* STATED EXERCISE *
List every line of the entries below that contains the word "moss", counting only matches with the same capitalization.

* GIVEN RECORDS *
——————————

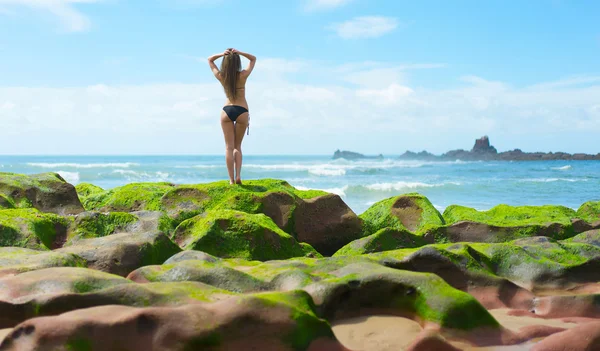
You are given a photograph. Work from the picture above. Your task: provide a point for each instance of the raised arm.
(213, 67)
(251, 58)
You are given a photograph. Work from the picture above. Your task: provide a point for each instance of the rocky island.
(483, 151)
(265, 266)
(349, 155)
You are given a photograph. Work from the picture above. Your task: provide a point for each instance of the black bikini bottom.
(234, 111)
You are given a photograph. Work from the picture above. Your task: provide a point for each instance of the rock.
(582, 337)
(413, 212)
(128, 198)
(483, 146)
(54, 291)
(349, 155)
(591, 237)
(227, 233)
(483, 151)
(87, 189)
(122, 253)
(47, 192)
(240, 323)
(30, 228)
(326, 223)
(504, 223)
(464, 268)
(274, 198)
(14, 260)
(469, 231)
(428, 340)
(590, 211)
(93, 224)
(191, 255)
(561, 306)
(5, 202)
(214, 274)
(383, 240)
(364, 288)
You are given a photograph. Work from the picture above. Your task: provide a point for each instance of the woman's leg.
(229, 134)
(240, 129)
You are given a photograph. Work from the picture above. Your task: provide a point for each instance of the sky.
(110, 77)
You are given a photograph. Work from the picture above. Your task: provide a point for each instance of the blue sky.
(130, 77)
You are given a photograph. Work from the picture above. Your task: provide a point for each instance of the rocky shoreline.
(481, 151)
(265, 266)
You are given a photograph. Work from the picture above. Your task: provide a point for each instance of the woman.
(235, 116)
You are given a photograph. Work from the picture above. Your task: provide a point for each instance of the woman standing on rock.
(234, 117)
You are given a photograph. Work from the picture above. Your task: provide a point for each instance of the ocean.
(480, 185)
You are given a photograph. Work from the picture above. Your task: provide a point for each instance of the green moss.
(6, 202)
(384, 214)
(308, 326)
(79, 344)
(94, 224)
(130, 197)
(14, 187)
(29, 228)
(504, 215)
(22, 260)
(590, 211)
(227, 233)
(383, 240)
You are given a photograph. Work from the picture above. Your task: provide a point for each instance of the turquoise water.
(360, 183)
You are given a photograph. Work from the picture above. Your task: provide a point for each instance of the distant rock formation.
(349, 155)
(484, 151)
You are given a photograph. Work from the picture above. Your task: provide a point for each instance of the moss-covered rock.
(15, 260)
(590, 211)
(6, 202)
(536, 263)
(32, 229)
(122, 253)
(222, 276)
(47, 192)
(383, 240)
(268, 321)
(228, 233)
(326, 223)
(360, 287)
(128, 198)
(413, 212)
(504, 223)
(86, 189)
(51, 292)
(591, 237)
(93, 224)
(275, 198)
(504, 215)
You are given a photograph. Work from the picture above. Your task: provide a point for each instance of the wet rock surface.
(265, 266)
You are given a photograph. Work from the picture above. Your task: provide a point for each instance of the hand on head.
(230, 51)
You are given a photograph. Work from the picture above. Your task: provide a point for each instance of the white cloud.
(72, 19)
(365, 27)
(316, 5)
(288, 117)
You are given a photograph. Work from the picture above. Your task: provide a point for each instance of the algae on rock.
(30, 228)
(228, 233)
(412, 212)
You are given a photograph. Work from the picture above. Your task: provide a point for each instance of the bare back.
(240, 98)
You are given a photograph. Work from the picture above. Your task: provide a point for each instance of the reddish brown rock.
(585, 337)
(122, 253)
(241, 323)
(47, 192)
(326, 223)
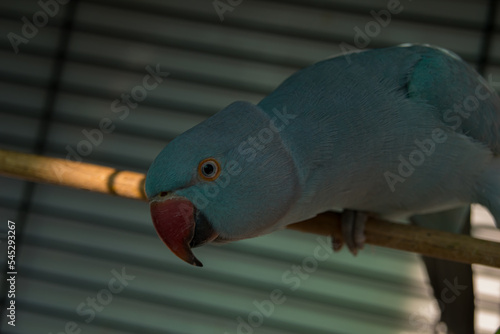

——————————

* OUTPUT FOR THIS EXERCISE *
You are given a photograph. Work from the picture above. Your task: provide a point for each instance of the green moss.
You are given a photograph. Work from the picture above. Your task: provide a point for each instance of the moss-covered rock.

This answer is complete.